*SHORT PROBLEM*
Copy every entry word for word, but skip the pictures.

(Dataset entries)
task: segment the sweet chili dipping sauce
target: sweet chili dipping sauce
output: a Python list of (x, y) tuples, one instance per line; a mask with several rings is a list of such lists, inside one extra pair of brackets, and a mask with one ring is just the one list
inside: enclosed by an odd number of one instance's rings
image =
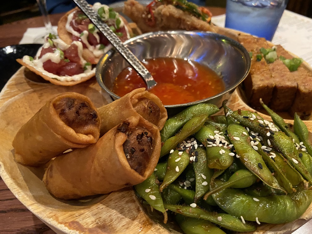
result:
[[(142, 63), (157, 84), (149, 91), (164, 105), (202, 100), (224, 91), (223, 80), (208, 67), (189, 60), (173, 58), (146, 59)], [(124, 68), (116, 78), (112, 90), (122, 97), (139, 88), (147, 88), (133, 69)]]

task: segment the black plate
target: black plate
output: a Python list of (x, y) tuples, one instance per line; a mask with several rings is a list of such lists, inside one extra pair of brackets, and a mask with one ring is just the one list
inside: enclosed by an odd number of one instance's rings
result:
[(0, 90), (22, 65), (16, 60), (24, 55), (34, 57), (41, 44), (24, 44), (8, 46), (0, 48)]

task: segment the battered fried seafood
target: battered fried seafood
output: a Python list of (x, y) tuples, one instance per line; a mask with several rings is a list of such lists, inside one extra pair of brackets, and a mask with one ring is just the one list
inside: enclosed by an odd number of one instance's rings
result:
[(209, 11), (185, 0), (156, 0), (146, 7), (135, 0), (128, 0), (123, 12), (143, 32), (177, 29), (214, 32), (209, 23), (211, 15)]
[(37, 166), (70, 149), (95, 143), (101, 120), (88, 97), (66, 93), (52, 98), (17, 132), (16, 161)]
[(56, 158), (43, 180), (63, 199), (106, 193), (144, 181), (154, 171), (161, 147), (159, 130), (141, 117), (130, 117), (95, 144)]

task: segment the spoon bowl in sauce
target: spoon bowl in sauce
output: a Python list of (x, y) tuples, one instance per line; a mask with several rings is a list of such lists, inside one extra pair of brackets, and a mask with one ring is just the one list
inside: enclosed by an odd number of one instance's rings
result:
[[(149, 91), (158, 96), (171, 112), (204, 102), (221, 107), (250, 68), (249, 54), (241, 44), (212, 32), (151, 32), (124, 44), (157, 82)], [(146, 87), (139, 75), (112, 50), (100, 60), (95, 76), (114, 100), (135, 89)]]

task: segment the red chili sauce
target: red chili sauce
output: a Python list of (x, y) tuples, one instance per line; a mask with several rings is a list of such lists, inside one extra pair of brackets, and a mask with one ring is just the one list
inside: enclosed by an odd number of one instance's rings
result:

*ANSWER FOR THIS EXERCISE*
task: segment the sweet chili dipping sauce
target: sweet chili dipping sauce
output: a Python list of (x, y) tuples, one instance per line; a mask with several rings is a list of such lists, inside one extra pair of brackets, and a mask with one ring is just the one list
inside: enclosed by an odd number of one instance's rings
image =
result:
[[(142, 63), (157, 84), (149, 91), (164, 105), (202, 100), (224, 91), (223, 80), (208, 67), (189, 60), (173, 58), (146, 59)], [(124, 68), (116, 78), (112, 90), (122, 97), (139, 88), (147, 88), (133, 69)]]

task: segment the black plate
target: black plate
output: a Python list of (x, y) tuples, one instance per line; a mask with several rings is a list of such lists, inside one extra pair of brackets, and a mask with one ring is just the one list
inside: enclosed by an odd number of one instance's rings
result:
[(0, 90), (22, 65), (16, 60), (24, 55), (34, 57), (41, 44), (24, 44), (8, 46), (0, 48)]

task: segment the battered fried seafood
target: battered fried seafood
output: a Python list of (x, y) tuples, one instance per line; a mask with several rings is a list of such lists, inside one extra pair of brackets, and a mask with one ring is just the one list
inside: enclosed by an odd number of one instance's rings
result:
[(209, 11), (185, 0), (156, 0), (146, 7), (135, 0), (128, 0), (123, 12), (143, 32), (177, 29), (214, 32), (209, 23), (211, 15)]
[(37, 166), (70, 149), (95, 143), (101, 120), (88, 97), (66, 93), (52, 98), (17, 132), (16, 161)]
[(56, 158), (43, 180), (63, 199), (106, 193), (144, 181), (154, 171), (161, 147), (159, 130), (141, 117), (130, 117), (95, 144)]

task: segment the spoon bowl in sauce
target: spoon bowl in sauce
output: a Python list of (x, y) tuples, one instance per line; a mask with several rings is a list of such lists, inside one extra pair of brackets, and a mask with one ring is just the one list
inside: enclosed by an odd number of one instance's rings
result:
[[(149, 91), (158, 96), (171, 112), (204, 102), (221, 107), (250, 68), (249, 54), (241, 44), (212, 32), (151, 32), (124, 44), (157, 82)], [(146, 87), (139, 75), (112, 50), (100, 60), (95, 76), (114, 100), (135, 89)]]

task: segment the red chili sauce
target: red chili sauce
output: a Python list of (x, y) tuples, one instance per line; a mask with several rings is a list of such lists, inside one extra pair of brackets, and a mask with one ring is just the one list
inside: enclosed by an odd number of one instance's rings
result:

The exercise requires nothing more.